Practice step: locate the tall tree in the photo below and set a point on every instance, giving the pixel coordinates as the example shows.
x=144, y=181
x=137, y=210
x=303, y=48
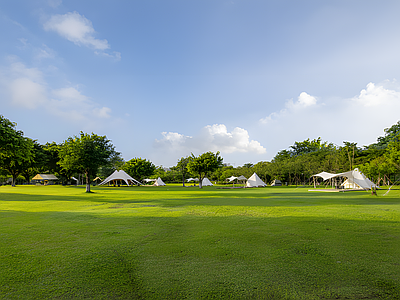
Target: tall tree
x=139, y=168
x=16, y=151
x=86, y=154
x=182, y=167
x=204, y=164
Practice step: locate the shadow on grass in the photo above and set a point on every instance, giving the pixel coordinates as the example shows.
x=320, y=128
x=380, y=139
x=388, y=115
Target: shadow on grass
x=74, y=255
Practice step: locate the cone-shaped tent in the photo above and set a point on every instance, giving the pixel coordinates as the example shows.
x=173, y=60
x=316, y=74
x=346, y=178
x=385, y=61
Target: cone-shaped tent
x=120, y=175
x=255, y=181
x=206, y=182
x=159, y=182
x=276, y=182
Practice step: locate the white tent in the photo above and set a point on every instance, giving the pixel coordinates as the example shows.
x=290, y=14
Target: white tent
x=255, y=181
x=276, y=182
x=232, y=178
x=355, y=179
x=120, y=175
x=192, y=179
x=206, y=182
x=241, y=177
x=159, y=182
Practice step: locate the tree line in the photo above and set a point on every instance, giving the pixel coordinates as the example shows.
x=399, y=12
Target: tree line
x=91, y=156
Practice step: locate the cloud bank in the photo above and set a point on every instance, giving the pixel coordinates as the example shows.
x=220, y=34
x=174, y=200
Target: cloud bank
x=28, y=90
x=79, y=30
x=214, y=138
x=360, y=119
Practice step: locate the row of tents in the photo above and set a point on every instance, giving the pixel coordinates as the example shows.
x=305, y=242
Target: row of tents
x=353, y=180
x=121, y=176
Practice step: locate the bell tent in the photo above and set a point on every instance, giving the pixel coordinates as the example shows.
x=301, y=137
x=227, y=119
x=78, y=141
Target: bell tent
x=159, y=182
x=255, y=181
x=206, y=182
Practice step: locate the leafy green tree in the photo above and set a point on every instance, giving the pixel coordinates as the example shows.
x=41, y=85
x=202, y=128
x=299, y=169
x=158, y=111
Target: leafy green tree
x=139, y=168
x=203, y=164
x=115, y=162
x=393, y=152
x=182, y=167
x=391, y=134
x=37, y=164
x=16, y=151
x=85, y=154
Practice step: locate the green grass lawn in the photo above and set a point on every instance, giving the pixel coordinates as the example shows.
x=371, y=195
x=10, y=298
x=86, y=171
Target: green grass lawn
x=186, y=243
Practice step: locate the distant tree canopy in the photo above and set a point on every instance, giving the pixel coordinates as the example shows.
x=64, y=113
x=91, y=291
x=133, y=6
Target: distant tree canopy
x=203, y=164
x=93, y=155
x=86, y=154
x=139, y=168
x=16, y=151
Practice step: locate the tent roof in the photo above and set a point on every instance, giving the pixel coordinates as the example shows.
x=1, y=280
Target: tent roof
x=120, y=175
x=241, y=177
x=190, y=179
x=206, y=182
x=254, y=181
x=159, y=182
x=148, y=180
x=354, y=176
x=45, y=177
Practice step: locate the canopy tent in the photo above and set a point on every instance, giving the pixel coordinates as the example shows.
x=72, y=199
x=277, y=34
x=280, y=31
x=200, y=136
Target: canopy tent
x=255, y=181
x=159, y=182
x=276, y=182
x=149, y=180
x=122, y=176
x=45, y=178
x=206, y=182
x=355, y=179
x=232, y=178
x=192, y=179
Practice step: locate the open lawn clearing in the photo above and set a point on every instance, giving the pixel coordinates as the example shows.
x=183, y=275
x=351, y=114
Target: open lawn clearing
x=175, y=242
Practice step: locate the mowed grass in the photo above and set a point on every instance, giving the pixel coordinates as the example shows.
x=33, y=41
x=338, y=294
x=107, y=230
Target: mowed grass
x=185, y=243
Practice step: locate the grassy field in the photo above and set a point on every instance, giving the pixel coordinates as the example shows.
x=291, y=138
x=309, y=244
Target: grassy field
x=186, y=243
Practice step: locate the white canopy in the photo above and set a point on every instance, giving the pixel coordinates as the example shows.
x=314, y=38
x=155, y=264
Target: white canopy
x=148, y=180
x=159, y=182
x=120, y=175
x=232, y=178
x=191, y=179
x=206, y=182
x=355, y=179
x=255, y=181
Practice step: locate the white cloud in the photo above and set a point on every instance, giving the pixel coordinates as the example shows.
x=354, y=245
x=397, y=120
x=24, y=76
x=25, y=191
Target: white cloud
x=77, y=29
x=28, y=89
x=54, y=3
x=304, y=102
x=360, y=119
x=26, y=93
x=375, y=96
x=115, y=55
x=210, y=138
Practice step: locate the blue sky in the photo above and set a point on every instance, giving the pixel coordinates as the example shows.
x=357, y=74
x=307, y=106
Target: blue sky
x=163, y=79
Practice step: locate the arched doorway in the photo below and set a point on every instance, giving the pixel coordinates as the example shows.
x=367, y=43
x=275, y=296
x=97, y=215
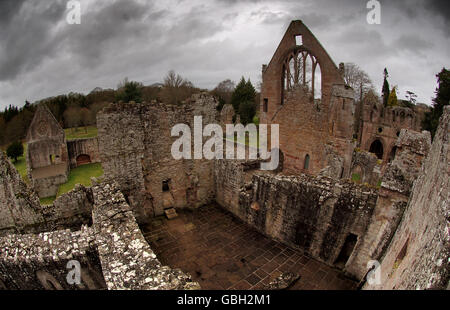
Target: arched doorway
x=306, y=164
x=83, y=159
x=392, y=154
x=377, y=148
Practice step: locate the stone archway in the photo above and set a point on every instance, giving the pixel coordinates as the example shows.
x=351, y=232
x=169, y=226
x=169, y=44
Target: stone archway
x=83, y=159
x=48, y=281
x=392, y=153
x=377, y=148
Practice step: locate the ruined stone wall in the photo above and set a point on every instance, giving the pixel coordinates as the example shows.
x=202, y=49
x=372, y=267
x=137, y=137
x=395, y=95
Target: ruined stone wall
x=30, y=262
x=316, y=215
x=308, y=125
x=112, y=252
x=71, y=210
x=48, y=186
x=20, y=210
x=385, y=123
x=365, y=165
x=144, y=162
x=80, y=147
x=127, y=260
x=418, y=256
x=47, y=157
x=392, y=197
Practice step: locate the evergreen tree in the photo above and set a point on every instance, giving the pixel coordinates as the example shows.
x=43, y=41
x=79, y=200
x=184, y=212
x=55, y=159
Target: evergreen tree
x=385, y=91
x=392, y=100
x=15, y=150
x=129, y=91
x=243, y=100
x=431, y=120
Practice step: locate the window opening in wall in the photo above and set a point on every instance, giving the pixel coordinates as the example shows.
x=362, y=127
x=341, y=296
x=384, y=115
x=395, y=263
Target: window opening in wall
x=265, y=104
x=377, y=148
x=392, y=154
x=401, y=255
x=165, y=185
x=346, y=251
x=306, y=165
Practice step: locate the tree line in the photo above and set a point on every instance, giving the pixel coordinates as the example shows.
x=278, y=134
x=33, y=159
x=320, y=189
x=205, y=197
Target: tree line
x=75, y=110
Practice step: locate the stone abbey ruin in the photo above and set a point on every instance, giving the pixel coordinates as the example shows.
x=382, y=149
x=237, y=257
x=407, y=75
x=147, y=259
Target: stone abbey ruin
x=305, y=225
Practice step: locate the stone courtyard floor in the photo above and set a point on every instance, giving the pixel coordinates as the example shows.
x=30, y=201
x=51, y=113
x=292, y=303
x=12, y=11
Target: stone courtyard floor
x=222, y=252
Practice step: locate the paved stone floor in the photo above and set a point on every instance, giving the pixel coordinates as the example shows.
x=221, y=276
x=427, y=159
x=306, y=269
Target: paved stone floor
x=222, y=252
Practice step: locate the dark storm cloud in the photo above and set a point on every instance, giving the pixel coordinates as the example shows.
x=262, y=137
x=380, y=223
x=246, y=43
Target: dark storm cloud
x=413, y=43
x=112, y=26
x=206, y=41
x=8, y=9
x=25, y=39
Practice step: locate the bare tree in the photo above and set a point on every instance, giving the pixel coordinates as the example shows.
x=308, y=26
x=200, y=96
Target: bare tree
x=174, y=80
x=176, y=88
x=358, y=79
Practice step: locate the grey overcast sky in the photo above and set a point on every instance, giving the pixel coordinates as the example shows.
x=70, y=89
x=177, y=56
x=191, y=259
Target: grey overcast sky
x=207, y=41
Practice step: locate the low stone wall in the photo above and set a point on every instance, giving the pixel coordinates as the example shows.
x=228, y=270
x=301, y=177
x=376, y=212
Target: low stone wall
x=418, y=256
x=317, y=215
x=20, y=210
x=30, y=262
x=364, y=164
x=79, y=147
x=128, y=261
x=71, y=210
x=148, y=175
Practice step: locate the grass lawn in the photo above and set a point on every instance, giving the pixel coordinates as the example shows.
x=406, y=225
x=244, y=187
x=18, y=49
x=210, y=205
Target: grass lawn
x=81, y=132
x=81, y=175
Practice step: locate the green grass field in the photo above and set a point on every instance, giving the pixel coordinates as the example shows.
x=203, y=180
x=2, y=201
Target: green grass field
x=81, y=132
x=81, y=175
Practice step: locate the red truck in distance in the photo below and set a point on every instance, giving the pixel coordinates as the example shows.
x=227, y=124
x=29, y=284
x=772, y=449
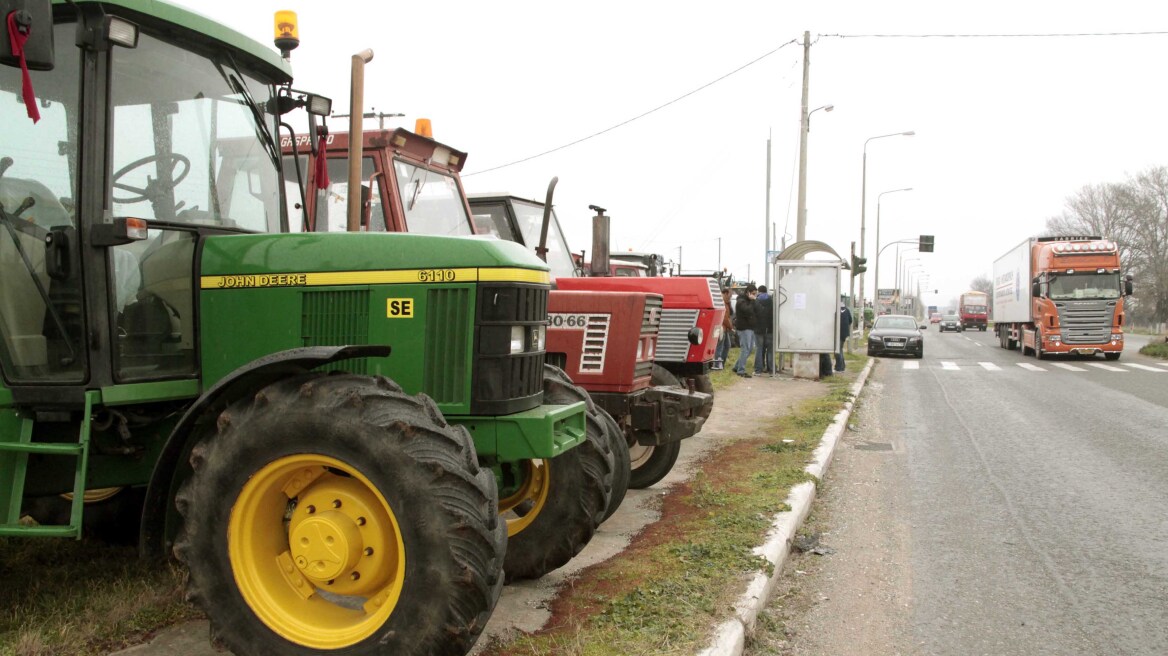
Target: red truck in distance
x=1061, y=295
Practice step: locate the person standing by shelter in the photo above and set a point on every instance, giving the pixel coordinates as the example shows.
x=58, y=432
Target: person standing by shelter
x=845, y=332
x=723, y=349
x=764, y=322
x=744, y=322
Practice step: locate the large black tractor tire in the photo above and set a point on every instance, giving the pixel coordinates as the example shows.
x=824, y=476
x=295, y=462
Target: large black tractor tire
x=651, y=463
x=338, y=515
x=621, y=463
x=561, y=501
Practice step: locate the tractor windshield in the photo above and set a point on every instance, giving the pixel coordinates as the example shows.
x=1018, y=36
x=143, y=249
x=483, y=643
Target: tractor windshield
x=192, y=147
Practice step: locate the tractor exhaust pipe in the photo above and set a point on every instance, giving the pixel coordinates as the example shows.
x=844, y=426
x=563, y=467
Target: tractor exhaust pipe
x=356, y=138
x=542, y=249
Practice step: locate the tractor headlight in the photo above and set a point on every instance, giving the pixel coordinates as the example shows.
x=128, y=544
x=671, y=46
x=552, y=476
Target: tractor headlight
x=696, y=336
x=519, y=339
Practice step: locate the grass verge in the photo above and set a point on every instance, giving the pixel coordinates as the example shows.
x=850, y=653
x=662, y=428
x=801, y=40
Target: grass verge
x=681, y=577
x=1155, y=349
x=83, y=598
+--
Return the material unchanged, starting at the line containing "Practice step: locate the evergreen" and ending at the line containing "x=431, y=120", with both of those lines included.

Practice step: locate the evergreen tree in the photo above and set a point on every instance, giving the pixel coordinates as the example shows.
x=43, y=41
x=79, y=200
x=184, y=212
x=55, y=159
Target: evergreen tree
x=385, y=91
x=392, y=100
x=15, y=150
x=129, y=91
x=243, y=100
x=431, y=120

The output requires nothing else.